## WHAT IS EXPECTED
Restate all the data exactly, so that each line is the same as before.
== Segment start ==
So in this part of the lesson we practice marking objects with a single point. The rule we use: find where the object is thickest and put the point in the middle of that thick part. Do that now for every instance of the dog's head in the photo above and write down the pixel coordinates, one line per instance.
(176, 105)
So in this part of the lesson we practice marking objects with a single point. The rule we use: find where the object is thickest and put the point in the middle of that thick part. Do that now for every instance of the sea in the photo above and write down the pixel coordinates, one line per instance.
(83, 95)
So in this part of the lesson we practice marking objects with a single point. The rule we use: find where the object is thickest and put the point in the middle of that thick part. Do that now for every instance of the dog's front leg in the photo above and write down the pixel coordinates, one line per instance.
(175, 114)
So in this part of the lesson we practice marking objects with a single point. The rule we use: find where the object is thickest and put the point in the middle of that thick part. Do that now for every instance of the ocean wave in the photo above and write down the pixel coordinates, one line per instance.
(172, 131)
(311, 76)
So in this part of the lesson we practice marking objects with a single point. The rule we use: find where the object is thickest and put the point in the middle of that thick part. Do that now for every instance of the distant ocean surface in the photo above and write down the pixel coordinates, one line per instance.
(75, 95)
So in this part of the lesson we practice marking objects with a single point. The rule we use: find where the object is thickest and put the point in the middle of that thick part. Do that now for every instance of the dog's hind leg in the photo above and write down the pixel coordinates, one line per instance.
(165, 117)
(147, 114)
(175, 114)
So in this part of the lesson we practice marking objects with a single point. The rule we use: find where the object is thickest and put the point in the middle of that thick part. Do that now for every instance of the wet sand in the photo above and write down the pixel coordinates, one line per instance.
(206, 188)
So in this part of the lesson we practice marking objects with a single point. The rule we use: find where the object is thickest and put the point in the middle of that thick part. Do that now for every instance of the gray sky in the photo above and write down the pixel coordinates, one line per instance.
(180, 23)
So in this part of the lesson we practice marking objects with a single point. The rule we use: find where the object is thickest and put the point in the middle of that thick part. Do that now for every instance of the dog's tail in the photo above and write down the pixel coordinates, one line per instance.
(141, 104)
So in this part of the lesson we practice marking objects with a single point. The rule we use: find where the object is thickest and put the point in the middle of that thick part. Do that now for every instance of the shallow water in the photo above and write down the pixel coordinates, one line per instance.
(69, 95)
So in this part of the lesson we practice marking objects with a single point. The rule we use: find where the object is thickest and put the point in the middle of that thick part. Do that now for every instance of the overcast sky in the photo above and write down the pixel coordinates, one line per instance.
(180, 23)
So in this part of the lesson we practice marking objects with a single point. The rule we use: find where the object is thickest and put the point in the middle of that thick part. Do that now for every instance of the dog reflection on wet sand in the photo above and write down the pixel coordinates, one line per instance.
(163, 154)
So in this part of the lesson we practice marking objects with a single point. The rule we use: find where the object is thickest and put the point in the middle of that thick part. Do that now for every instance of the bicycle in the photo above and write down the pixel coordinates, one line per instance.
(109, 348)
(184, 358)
== Segment end ==
## SOLUTION FOR THIS PROBLEM
So in this part of the lesson we practice marking objects with a single point. The rule we use: find where the object is thickest and put the point in the middle of that thick part. Do that now for every instance of the dog's head in the photo above and write down the pixel coordinates, one line per instance.
(176, 105)
So in this part of the lesson we practice marking objects with a single point. The rule we use: find where the object is thickest and put the point in the middle of that thick part. Do that now for every instance of the sea in the photo above and write down the pixel coordinates, one line per instance.
(83, 95)
So in this part of the lesson we practice marking objects with a single point. The rule we use: find where the object is thickest and put the point in the middle of that thick part. Do that now for every instance of the dog's front leg in the photo above and write down the pixel coordinates, one line per instance.
(175, 114)
So in this part of the lesson we practice marking objects with a single point. The rule we use: find where the object is thickest and put the point in the middle of that thick part. Do that now for every instance of the ocean wave in the photo above and write down the pixel coordinates, one line per instance.
(172, 131)
(311, 76)
So in this part of the lesson we practice marking objects with a single point. The rule we use: find where the object is thickest and put the point in the middle of that thick part. Do that now for every instance of the distant ocean surface in the photo above and write down the pixel coordinates, one line per instance.
(75, 95)
So in this part of the lesson we practice marking objects with a single point. The rule we use: find where the object is thickest and put the point in the middle of that thick part. Do that now for every instance of the dog's hind leg in the photo above and write down the pixel coordinates, one line per instance.
(165, 117)
(147, 114)
(175, 114)
So in this part of the lesson we practice marking objects with a single point. The rule we use: find where the object is thickest and put the point in the middle of that thick part. Do that now for every instance of the wet sand in the photo above and write down the pixel coordinates, one line per instance.
(206, 188)
So in this part of the lesson we practice marking objects with a single point. The rule we use: find where the object is thickest and put the point in the middle of that thick part. Do that now for every instance of the gray sky in the photo above and write down the pixel coordinates, one line per instance.
(180, 23)
So in this part of the lesson we practice marking objects with a single point. The rule we use: find where the object is thickest and put the point in the middle of that thick part. Do that now for every instance of the dog's tail in the photo above and write down the pixel coordinates, one line per instance.
(141, 104)
So in this part of the lesson we practice marking objects with a single point. The rule we use: find where the object is thickest and put the point in the middle of that thick part. Do that now for every instance of the shallow water in the photo above and write down the pixel coordinates, one line per instance.
(69, 95)
So in this part of the lesson we practice marking objects with a single point. The rule we use: find where the object is thickest and put the point in the middle of that thick part. Do that now for every instance of the overcast sky in the photo above and write down the pixel coordinates, one line per instance.
(180, 23)
So in this part of the lesson we practice marking objects with a single point. The rule we use: find where the object is thickest and put the point in the middle of that thick part. Do that now for every instance of the dog reflection on wet sand in the photo above and write down the pixel coordinates, one line per instance.
(163, 154)
So in this part of the lesson we practice marking objects with a single point. The rule we use: find where the object is thickest and put the point in the middle of that thick part. Do that now for every instance of the bicycle in the photo above and write down the pixel coordinates, one line per instance.
(109, 348)
(184, 358)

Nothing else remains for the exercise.